What you should do
Exclude images, then output the remaining data verbatim.

** Opening Provided records block **

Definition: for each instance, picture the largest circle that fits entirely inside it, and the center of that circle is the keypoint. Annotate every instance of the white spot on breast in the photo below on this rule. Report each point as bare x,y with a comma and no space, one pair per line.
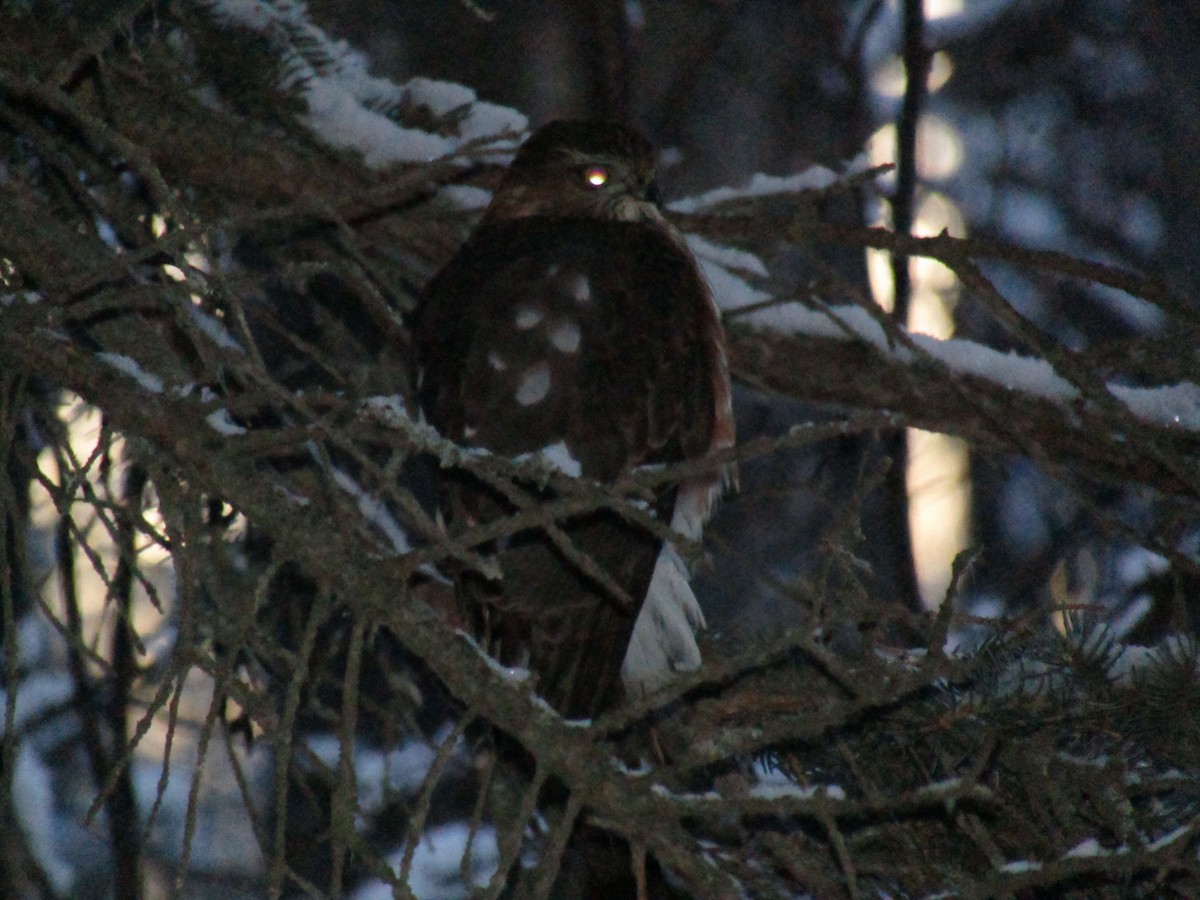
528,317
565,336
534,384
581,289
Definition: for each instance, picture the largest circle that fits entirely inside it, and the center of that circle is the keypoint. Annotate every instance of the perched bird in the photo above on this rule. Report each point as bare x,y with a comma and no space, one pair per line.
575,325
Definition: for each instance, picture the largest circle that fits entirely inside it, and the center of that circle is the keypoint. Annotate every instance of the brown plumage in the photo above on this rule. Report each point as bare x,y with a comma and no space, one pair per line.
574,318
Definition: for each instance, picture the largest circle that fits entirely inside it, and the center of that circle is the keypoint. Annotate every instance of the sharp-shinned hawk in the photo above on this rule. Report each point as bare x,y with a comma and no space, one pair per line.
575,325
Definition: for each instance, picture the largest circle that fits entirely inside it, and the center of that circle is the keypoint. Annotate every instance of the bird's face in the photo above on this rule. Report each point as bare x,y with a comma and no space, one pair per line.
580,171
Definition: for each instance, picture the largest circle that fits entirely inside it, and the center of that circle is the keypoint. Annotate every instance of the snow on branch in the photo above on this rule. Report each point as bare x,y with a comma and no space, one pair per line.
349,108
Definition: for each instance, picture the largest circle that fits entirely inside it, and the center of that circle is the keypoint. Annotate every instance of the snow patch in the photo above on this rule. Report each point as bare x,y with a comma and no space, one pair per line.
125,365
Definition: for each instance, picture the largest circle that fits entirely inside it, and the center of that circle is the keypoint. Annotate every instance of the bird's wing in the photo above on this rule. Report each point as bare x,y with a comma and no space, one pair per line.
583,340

** Closing Provided records block **

Task result
Definition: for each instance, picture the largest circle that fits entirely inside it, and the center of that circle is the keypoint. Annotate every instance of the white spot on breast in the photo below on this rule. Report each point as bare x,y with a comma and no space, one pair per line.
528,317
565,336
534,384
581,289
Definition: for each instance, picture the largest circle that fits entirely inside it, and the center of that circle is the keypoint. Annotate every instance of the perched bird in the photo above on this rule. Report each point as bare x,y with a comma and no space, one pair per line.
575,325
Definition: for each instance, picture the largest circle that fits entirely inside it, and the center of that circle is the keypoint. Annotate every instance of the brown plumage in the photo above on this rule. Report each point as bare x,y with a comma and no space, one pair per line.
574,318
Definition: for each instance, picture the largest circle that fits entirely inside it, and the center of that circle is the keypoint. Annotate every instance of the sharp-shinned hawk in the photo above on this rule. Report each point as bare x,y with a comma and no space, one pair per line.
575,325
Definition: for each instance, picture the largest circle that fits entirely inside it, and the center of that circle is the keypoint. Annotate every instance of the bird's face in the photo above on this rule. Report each point as bare x,y with a comma and no space, one pair per line.
580,171
Definition: for each instance, picture the largest circle that fits entirely inside it, and the center of that circle is the keypoint. Annotate every instance of the snow on branch in the photo above on this rule. Report each point as bare x,y with a comma and no space, one pair per line.
349,108
Definition: for each instance, picture the largest circle that fits entirely inside it, and the center of that circle is the keypoint. Annotate every instance of the snow patch in the photo above on this rule. Report each point as bare x,y with a comma and no space, one pair per line.
125,365
Definition: for each instance, picture the largest circle that fits entirely inside it, and the center of that circle is the keypoint. Annotate every instance of the bird's wing in the photo above on this rule. Report each point as bare x,y with a comma and no space, one pair per line.
583,340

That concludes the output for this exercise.